─── PROVIDED RECORDS
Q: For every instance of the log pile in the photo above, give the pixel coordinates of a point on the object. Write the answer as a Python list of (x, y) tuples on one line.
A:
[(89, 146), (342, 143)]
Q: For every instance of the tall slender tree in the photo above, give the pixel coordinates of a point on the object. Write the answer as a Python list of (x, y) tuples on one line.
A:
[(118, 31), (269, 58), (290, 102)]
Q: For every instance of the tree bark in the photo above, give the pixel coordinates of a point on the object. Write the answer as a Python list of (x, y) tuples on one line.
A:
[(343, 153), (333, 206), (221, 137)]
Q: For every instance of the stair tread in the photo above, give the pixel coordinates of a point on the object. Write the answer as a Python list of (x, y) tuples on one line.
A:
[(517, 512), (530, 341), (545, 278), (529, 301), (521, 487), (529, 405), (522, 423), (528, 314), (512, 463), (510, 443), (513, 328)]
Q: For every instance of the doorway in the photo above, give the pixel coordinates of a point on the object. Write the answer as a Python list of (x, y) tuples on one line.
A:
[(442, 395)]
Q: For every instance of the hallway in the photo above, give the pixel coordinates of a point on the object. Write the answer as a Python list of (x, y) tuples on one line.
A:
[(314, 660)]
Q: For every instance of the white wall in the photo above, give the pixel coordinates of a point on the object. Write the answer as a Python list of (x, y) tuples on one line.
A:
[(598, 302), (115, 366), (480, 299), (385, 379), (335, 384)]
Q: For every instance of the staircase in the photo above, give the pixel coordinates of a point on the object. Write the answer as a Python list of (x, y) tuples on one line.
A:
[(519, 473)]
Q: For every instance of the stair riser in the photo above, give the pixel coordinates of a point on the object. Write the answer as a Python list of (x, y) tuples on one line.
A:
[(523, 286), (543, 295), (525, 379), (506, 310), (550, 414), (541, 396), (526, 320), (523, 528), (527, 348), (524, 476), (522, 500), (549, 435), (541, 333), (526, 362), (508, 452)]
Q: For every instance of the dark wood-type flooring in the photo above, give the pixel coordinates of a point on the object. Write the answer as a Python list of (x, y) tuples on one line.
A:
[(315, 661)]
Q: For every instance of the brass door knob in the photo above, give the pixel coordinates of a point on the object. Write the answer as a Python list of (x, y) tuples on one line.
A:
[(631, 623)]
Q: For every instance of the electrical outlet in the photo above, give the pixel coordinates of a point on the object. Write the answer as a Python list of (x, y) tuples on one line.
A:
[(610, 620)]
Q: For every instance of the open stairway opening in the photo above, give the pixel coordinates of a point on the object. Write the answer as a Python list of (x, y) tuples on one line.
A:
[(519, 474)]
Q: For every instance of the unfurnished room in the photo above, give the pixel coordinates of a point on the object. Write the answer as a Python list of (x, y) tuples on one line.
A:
──────
EXERCISE AIM:
Repeat every entry exactly, leaving nothing out.

WRITTEN ANSWER:
Q: For every instance of the log pile in the photo above, give the pixel coordinates of a point on the object. Write the answer as a Python list of (x, y) tuples on one line.
A:
[(89, 146), (342, 143)]
Q: For every instance of the tall slender tree in the photo above, give the pixel coordinates of a point on the object. Write the answer as a Python list of (x, y) tuples on one line.
A:
[(118, 31), (269, 58), (290, 102)]
Q: For every instance of the tree bark in the photo above, give the pixel coordinates of a point on the object. Write the answer as a Python list of (x, y) tuples on one line.
A:
[(343, 153), (333, 206), (221, 137)]
Q: For every instance of the stair tread in the photo above, give the pixel coordinates of a point on the object. Write the answer as a Python list of (x, y) tuples on one line.
A:
[(517, 512), (530, 341), (545, 278), (529, 301), (521, 487), (529, 405), (522, 423), (528, 314), (512, 463), (510, 443), (513, 328)]
Q: For every instance of the doorway in the photo above, give the pixel coordinates of a point on the object. Write the answer as a Python list of (x, y) tuples on one line.
A:
[(442, 395)]
Q: For every instance of the hallway in the photo above, give the pixel coordinates of a point on the object. Write the answer as a Python list of (x, y) tuples on one line.
A:
[(314, 660)]
Q: For every instance of the white wall in the photo above, give the pixel coordinates of a point on the object. Write the answer as a Python list of (x, y) tuples on one line.
A:
[(598, 302), (115, 366), (480, 299), (385, 379), (335, 384)]
Q: For every instance of the staircase in the photo above, give the pixel coordinates of a point on the object. Write the answer as a Python list of (x, y) tuples on one line.
A:
[(519, 473)]
Q: For every instance of the stair riser in the photo above, give the pixel coordinates of a point on the object. Write the answer as a Python list of (x, y) tuples on one line.
A:
[(523, 286), (543, 295), (525, 379), (506, 310), (550, 414), (541, 396), (526, 320), (523, 528), (527, 348), (524, 476), (522, 500), (549, 435), (541, 333), (526, 362), (508, 452)]
Q: For every instance of the dark wood-type flooring in the photo above, give the pixel coordinates of a point on the object. Write the answer as a Python list of (x, y) tuples on one line.
A:
[(315, 661)]
Q: For every instance of the brass door knob in the photo above, give the pixel coordinates of a point on the object. Write the answer as a Python list of (x, y) tuples on one line.
A:
[(631, 623)]
Q: For every instance of the electrical outlet in the photo above, give the pixel coordinates of a point on the object. Write the answer as a Python list of (x, y) tuples on one line.
A:
[(610, 620)]
Q: For every instance of the open stairway opening in the photo above, give the pixel coordinates of a point on the object. Write the answer as a Python list of (x, y) tuples on one line.
A:
[(519, 474)]
Q: For every instance of the unfurnished room in the photo above, give the pixel coordinates of a point on the object. Write the answer as a Python list of (x, y) tuples on one line.
A:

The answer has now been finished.